AUFGABE 1:
Warum nennt der Konzertbericht über Jan Luley’s Lagniappes den Ausdruck „Lagniappe“ für die musikalischen Leckerbissen des Abends „glatt untertrieben“? Antworten Sie in ein bis drei Sätzen.
AUFGABE 2:
Wie lautet der folgende Satz aus dem Konzertbericht über Jan Luley’s Lagniappes auf Englisch: „Eine kleine charmante Person, eine große Stimme – sanft und einschmeichelnd, dann wieder energisch, dynamisch und bis in ungeahnte Tiefenlagen.“
AUFGABE 3:
Führen Sie den Konzertbericht über Jan Luley’s Lagniappes im Jazz-Club nach dem letzten Satz weiter.

AUSZUG ZUM LESEN:
◇ ◇ ◇ ◇ ◇

Pressebericht JCH 9.11.2022

Jung und mitreißend ist die Musik aus dem alten New Orleans

Jan Luley’s Lagniappes wurden mit Begeisterung konsumiert

(ez) Lagniappe – das Quechua-Wort ist in New Orleans über das Kreolische ins Englische „eingewandert“ und bezeichnet kleine kostenlose Beigaben, wie etwa das Schokoladenstück auf dem Hotelkopfkissen. Für die musikalischen Leckerbissen beim Konzert am Montag im Jazz-Club war der Ausdruck jedoch glatt untertrieben. Es gab ein mehrgängiges Hauptmenü der Spitzenklasse mit allem, was New Orleans an Spezialitäten zu bieten hat – von groovigem New Orleans Piano, Gospel, Swing, Blues, Balladen bis hin zum Soul von Ray Charles. Der Pianist Jan Luley trat zusammen mit dem Drummer Gerd Breuer und dem Kontrabassisten Paul G. Ulrich auf, als „special guests“ dazu der junge Trompeter Thimo Niesterok und die überragende Sängerin Monique Thomas.

„New Orleans Joy“ von Jelly Roll Morton aus dem Jahre 1902, das erste Stück des Abends, gab das Motto vor und der Pianist zeigte sogleich seine große Virtuosität. Die Gäste applaudierten jubelnd. Für einen Montagabend waren sie erstaunlich zahlreich, fast wie in alten Zeiten vor der Pandemie. Die wandlungsreiche Stimme von Monique Thomas, die, vom Gospel kommend, heute sowohl modernen, wie auch klassischen Jazz singt, überzeugte das Publikum. Eine kleine charmante Person, eine große Stimme – sanft und einschmeichelnd, dann wieder energisch, dynamisch und bis in ungeahnte Tiefenlagen. „On the sunny side of the street“, „Sweet Georgia Brown“, “Route 66”, der sehr gefühlvolle “St. Louis Blues” von 1905 waren im ersten Set zu hören. Die Trompete – teils “pur”, teils gestopft – setzte immer wieder klare Akzente und spielte freche Soli. „Georgia on my mind“ begann mit einem langen Piano-Intro und bot dem Bassisten Raum für ein großes Solo, er strich den Kontrabass in klassischer Manier.

◇ ◇ ◇ ◇ ◇

VORLIEGENDE DATEN:

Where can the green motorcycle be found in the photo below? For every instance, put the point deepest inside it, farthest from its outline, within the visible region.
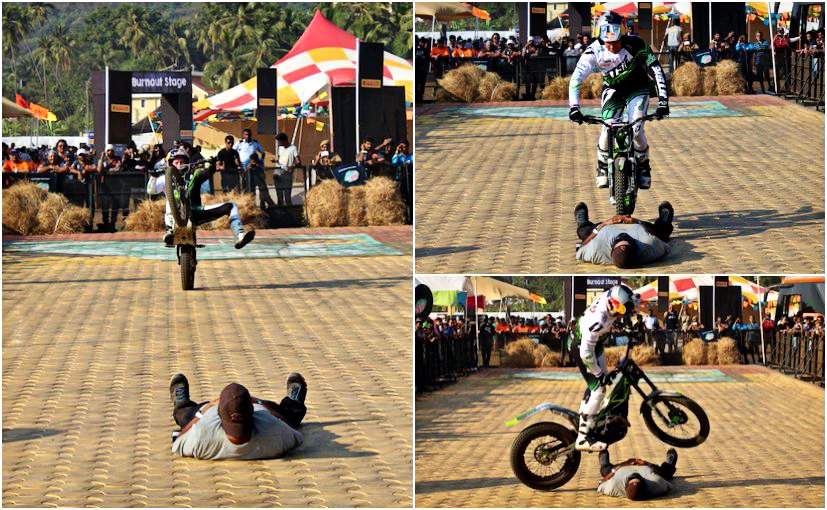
(543, 455)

◇ ◇ ◇ ◇ ◇

ANTWORT 1:
„Lagniappe“ bezeichnet kleine kostenlose Beigaben wie das Schokoladenstück auf dem Hotelkopfkissen. Beim Konzert gab es dagegen ein mehrgängiges Hauptmenü der Spitzenklasse mit allem, was New Orleans an Spezialitäten zu bieten hat, von groovigem New Orleans Piano, Gospel, Swing, Blues und Balladen bis zum Soul von Ray Charles.

ANTWORT 2:
A small, charming person, a big voice – gentle and ingratiating, then energetic again, dynamic and reaching into unexpected low registers.

ANTWORT 3:
Jan Luley führte kenntnisreich durch das Programm. Viel konnte er über die Geschichte New Orleans erzählen – Siedler werden angelockt, finden sich in Sümpfen wieder, einheimische Indianer helfen ihnen weiter, wie auch später vielen geflohenen Sklaven, die Kulturen und die Musik vermischen sich und letztendlich feiern alle gemeinsam immer noch den Mardi Gras. Romantisch war es sicher selten und trotzdem: „Louisiana Fairy Tale“ von Fats Waller beschreibt eindringlich das Märchenhafte des Südens. Was gab’s noch? Etwa den „Basin Street Blues“, die Sängerin lockte mit sanfter Stimme zum Gang durch diese Straße, der Trompeter konterte mit einem rotzfrechen Solo. Ganz am Ende des Abends, als der Applaus partout nicht enden wollte, spielte die Band als Zugabe die bewegende Hymne „Amazing Grace“ - sie soll von einem bekehrten Sklavenhändler stammen, ging in die afroamerikanische Gospelszene ein und wurde zum Jazzstandard. Solche Lagniappes darf der Club gerne wieder servieren!